> [TASK BRIEF]:
Copy out each item below word for word, leaving out the pictures.

> [EXERCISE MATERIALS]:
━━━━
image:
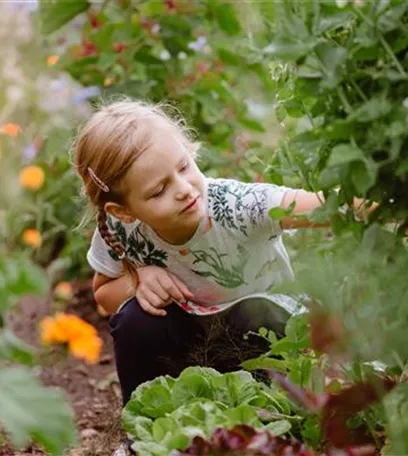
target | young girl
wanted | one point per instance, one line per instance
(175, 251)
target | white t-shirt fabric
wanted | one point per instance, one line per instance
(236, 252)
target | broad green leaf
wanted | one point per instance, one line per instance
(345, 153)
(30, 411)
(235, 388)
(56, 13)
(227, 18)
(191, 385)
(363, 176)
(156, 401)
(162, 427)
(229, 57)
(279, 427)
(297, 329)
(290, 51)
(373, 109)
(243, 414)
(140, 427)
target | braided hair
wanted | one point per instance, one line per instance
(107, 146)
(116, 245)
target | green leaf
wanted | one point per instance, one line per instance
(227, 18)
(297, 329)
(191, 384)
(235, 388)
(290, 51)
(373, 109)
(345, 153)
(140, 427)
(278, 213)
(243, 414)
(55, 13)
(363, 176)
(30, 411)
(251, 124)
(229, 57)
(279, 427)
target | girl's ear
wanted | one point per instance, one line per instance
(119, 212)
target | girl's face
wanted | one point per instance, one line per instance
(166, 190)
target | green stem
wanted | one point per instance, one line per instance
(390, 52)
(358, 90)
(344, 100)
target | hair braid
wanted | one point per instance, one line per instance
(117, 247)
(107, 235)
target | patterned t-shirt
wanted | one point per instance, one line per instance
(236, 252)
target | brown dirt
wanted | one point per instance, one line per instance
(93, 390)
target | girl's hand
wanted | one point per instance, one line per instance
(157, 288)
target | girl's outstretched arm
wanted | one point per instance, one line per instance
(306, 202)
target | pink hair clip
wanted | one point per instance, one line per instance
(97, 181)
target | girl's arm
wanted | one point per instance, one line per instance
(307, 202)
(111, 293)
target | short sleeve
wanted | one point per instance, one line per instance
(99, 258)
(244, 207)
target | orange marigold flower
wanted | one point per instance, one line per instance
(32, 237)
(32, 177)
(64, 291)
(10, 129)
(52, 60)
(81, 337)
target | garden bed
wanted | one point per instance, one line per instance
━━━━
> [COMPLETED EXERCISE]:
image:
target | young girl
wanted | one point per instance, one line per instance
(175, 251)
target | white t-shirt fabric
wanted | one point per instance, one line per instance
(236, 252)
target | broad green leaf
wanted | one point per instance, one line per instance
(345, 153)
(30, 411)
(235, 388)
(56, 13)
(227, 18)
(191, 385)
(363, 176)
(156, 401)
(162, 427)
(229, 57)
(279, 427)
(297, 329)
(290, 51)
(373, 109)
(243, 414)
(140, 427)
target | braided hair
wanted | one point per instance, one line per instance
(107, 146)
(116, 245)
target | green leaf
wanted | one point per instance, one line per instance
(227, 18)
(297, 329)
(191, 384)
(235, 388)
(290, 51)
(373, 109)
(345, 153)
(140, 427)
(278, 213)
(243, 414)
(55, 13)
(363, 176)
(30, 411)
(251, 124)
(229, 57)
(279, 427)
target | girl's ear
wanted | one point per instance, one line per instance
(119, 212)
target | girl's face
wanted | one point per instance, one line per instance
(166, 190)
target | green stem
wanted | one point per instance, one line per instance
(390, 52)
(358, 90)
(344, 100)
target | hair braid
wanted | one point per instance, one line per instance
(117, 247)
(107, 235)
target | patterned t-shirt
wanted | one point per instance, one line per instance
(236, 252)
target | brown dirt
wanted | one point per instance, one line per instance
(93, 390)
target | girl's hand
wanted | one point per instance, one line per instance
(157, 288)
target | girl's outstretched arm
wanted | one point per instance, one line per instance
(306, 202)
target | pink hair clip
wanted | one point per instance, one line per instance
(97, 181)
target | girl's arm
wanted | one point per instance, one line per instance
(307, 202)
(111, 293)
target | short sleeve
wanted | one point per instance, one line per instance
(99, 258)
(244, 207)
target | orange marigold flower
wanted | one point per instance, one line per instance
(32, 237)
(32, 177)
(64, 291)
(10, 129)
(52, 60)
(81, 337)
target | garden bed
wanted | one point per instance, one line per instance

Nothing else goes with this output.